▶ **What is being asked**:
Each line that follows should be printed again exactly as it stands.

Records from a data collection
┌────────
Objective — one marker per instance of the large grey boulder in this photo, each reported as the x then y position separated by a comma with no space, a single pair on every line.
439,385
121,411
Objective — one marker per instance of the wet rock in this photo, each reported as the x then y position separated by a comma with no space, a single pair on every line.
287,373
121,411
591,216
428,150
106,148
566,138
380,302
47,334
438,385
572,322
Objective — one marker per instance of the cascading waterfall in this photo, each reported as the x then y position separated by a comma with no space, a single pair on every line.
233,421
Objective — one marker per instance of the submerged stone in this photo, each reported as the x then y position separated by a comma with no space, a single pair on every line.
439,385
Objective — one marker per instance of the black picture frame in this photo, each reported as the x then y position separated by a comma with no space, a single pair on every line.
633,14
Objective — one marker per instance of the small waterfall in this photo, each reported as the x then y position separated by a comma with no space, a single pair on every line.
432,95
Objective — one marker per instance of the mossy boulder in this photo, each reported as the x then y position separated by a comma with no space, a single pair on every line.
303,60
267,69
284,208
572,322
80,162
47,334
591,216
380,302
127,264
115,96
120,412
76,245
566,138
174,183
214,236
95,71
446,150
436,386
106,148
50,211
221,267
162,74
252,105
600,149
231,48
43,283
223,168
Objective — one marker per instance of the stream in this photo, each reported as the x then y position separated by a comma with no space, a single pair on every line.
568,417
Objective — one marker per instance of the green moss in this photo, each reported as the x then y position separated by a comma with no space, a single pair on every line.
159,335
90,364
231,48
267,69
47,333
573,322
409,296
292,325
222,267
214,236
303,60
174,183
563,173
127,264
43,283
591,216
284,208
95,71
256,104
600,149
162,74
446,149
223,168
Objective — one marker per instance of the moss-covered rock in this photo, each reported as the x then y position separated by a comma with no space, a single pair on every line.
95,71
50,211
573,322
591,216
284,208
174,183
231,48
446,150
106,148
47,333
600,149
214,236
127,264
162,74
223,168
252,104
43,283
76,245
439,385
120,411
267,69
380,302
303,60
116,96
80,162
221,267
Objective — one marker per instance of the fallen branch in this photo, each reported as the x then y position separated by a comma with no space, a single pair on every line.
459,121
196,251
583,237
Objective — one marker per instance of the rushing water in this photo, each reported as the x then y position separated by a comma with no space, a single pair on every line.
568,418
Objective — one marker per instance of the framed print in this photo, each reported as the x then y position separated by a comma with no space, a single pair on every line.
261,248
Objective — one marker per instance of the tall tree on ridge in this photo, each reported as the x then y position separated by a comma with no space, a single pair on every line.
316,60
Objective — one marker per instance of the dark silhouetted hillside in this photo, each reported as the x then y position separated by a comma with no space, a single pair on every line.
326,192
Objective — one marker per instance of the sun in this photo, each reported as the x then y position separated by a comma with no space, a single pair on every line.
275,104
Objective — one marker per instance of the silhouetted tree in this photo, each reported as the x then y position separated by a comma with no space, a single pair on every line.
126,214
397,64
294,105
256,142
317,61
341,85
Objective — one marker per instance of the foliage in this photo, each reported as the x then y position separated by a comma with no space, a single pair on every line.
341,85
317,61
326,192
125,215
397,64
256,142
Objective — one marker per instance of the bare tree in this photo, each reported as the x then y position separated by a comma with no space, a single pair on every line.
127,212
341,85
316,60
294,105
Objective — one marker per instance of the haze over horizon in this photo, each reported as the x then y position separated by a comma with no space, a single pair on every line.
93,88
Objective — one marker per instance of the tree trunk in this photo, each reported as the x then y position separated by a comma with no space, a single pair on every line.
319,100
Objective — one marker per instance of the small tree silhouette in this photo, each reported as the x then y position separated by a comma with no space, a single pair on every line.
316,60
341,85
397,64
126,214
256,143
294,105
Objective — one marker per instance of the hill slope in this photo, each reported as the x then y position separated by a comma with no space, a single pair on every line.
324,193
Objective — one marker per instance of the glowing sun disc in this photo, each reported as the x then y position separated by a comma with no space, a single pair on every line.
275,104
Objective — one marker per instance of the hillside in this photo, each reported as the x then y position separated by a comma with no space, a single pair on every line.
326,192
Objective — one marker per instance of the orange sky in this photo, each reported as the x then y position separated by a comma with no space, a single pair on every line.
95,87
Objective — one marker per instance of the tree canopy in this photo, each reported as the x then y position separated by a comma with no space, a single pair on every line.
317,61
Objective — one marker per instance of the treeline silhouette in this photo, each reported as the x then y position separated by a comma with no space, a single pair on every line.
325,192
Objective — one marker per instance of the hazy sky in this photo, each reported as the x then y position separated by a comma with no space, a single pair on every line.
└────────
▶ **Exercise response**:
Objective — one marker per instance of the large grey boulder in this photo, each reported as the x then y position separated by a comma with no space, a single pair on every line.
439,385
121,411
Objective — one marker per instance of the wet rock in this photo, each reported as the x then y position separated by a comma with no space, a single pair on every line.
287,373
121,411
591,216
428,150
106,148
566,138
380,302
47,334
438,385
572,322
Objective — one marker per instance of the cascading waterfall in this photo, each reported as the x then y position separated by a comma with no space, a single pair on every line.
233,421
Objective — one marker per instance of the submerged stone in this photo, each reported as the x then y position separated by a comma with no space, a single pair on every line.
439,385
Objective — one marker per instance of the black picture frame in this photo, each reported as the x then y position separated by a comma with no space, a single pair on every line.
633,14
Objective — one marker per instance of the small waterfall in this photo, each reported as the x then y position separated by a comma with no space, a single pair on every line.
432,95
Objective — one marker per instance of the mossy boulder in this photo, each reported as the x then y position separated by a comma with no space, a single pair on every line.
303,60
267,69
284,208
572,322
80,162
47,334
591,216
380,302
127,264
115,96
120,412
76,245
566,138
174,183
214,236
95,71
446,150
436,386
106,148
50,211
221,267
162,74
252,105
600,149
231,48
43,283
223,168
Objective — one marker per instance of the stream in this photo, each reported as the x then y position separated by a comma with no space, a single pair on every line.
568,417
Objective — one marker per instance of the green moss in this photo, each reported as the x then y position separated by a comma with no space, a single pair on every line.
159,335
90,364
231,48
267,69
47,333
573,322
409,296
292,325
222,267
214,236
303,60
174,183
563,173
127,264
43,283
591,216
284,208
95,71
256,104
600,149
162,74
446,149
223,168
Objective — one marker per instance of the moss-covered rock in this photo, each reported as the x then y position separated by a comma with no space, a single pair on every line.
95,71
50,211
573,322
591,216
284,208
174,183
231,48
446,150
106,148
47,333
600,149
214,236
127,264
162,74
223,168
252,104
43,283
76,245
439,385
120,411
267,69
380,302
303,60
116,96
80,162
221,267
Objective — one marker per instance of the fallen branch in this photo, each reported as the x then y position separated by a comma with no space, a single pair on every line.
459,121
196,251
583,237
Objective — one marker per instance of the rushing water in this photo, each reported as the x then y position separated by a comma with no space, a single pair on every line.
568,418
Objective — one marker per instance of the framed print in this photo, each reported as the x then y position separated by a comma with no space, a single pair on every line.
261,248
Objective — one marker per instance of the tall tree on ridge in this photo, each reported as the x then y position separated by a comma with no space, a single pair on every line.
316,60
Objective — one marker per instance of the dark silhouetted hillside in this photo, each reported as the x then y position separated by a comma with no space, a single pair on every line.
326,192
Objective — one marker per instance of the sun in this photo, each reported as the x then y position separated by a comma with no space, a single pair on every line.
275,104
Objective — one marker per instance of the silhouetted tree in this photo, each reported as the x then y position separated by a comma with no space, a single pair on every line.
126,214
397,64
294,105
256,142
317,61
341,85
Objective — one marker per instance of the foliage in this photo, each reported as the x then y position separated by a comma with no space, a single pair on every line.
341,85
317,61
326,192
125,215
397,64
256,142
Objective — one marker per instance of the bare tree in this photo, each reported as the x then y position separated by a comma with no space, a single pair on every line.
127,212
341,85
316,60
294,105
Objective — one marker per instance of the haze over horizon in this photo, each reported as the x then y position separated by a comma with no space, a single pair on every line.
93,88
Objective — one marker per instance of the tree trunk in this photo, each reported as the x then y position separated by a comma with no space, a single pair on every line.
319,100
Objective — one marker per instance of the small tree silhouette in this photo, each reported as the x then y position separated by a comma with no space, a single pair on every line.
316,60
341,85
397,64
126,214
256,143
294,105
Objective — one marker per instance of the hill slope in this photo, each reported as the x then y position separated by a comma with no space, a single pair on every line.
324,193
Objective — one marker per instance of the glowing sun disc in this photo, each reported as the x then y position separated by a comma with no space, a single pair on every line.
275,104
Objective — one marker per instance of the hillside in this photo, each reported as the x then y position separated by a comma with no space, a single pair on every line.
326,192
Objective — one marker per instance of the orange sky in this photo, each reported as the x then y position separated by a comma with no space, a single pair on every line.
95,87
Objective — one marker per instance of the tree canopy in this photo, each reported as the x then y position separated by a comma with no space, a single pair on every line.
317,61
Objective — one marker per instance of the treeline silhouette in this photo, each reported as the x then y position separated by a comma with no space, a single pair on every line.
325,192
Objective — one marker per instance of the hazy sky in this photo, each reported as the x then y position separated by a comma with no space, a single pair on every line.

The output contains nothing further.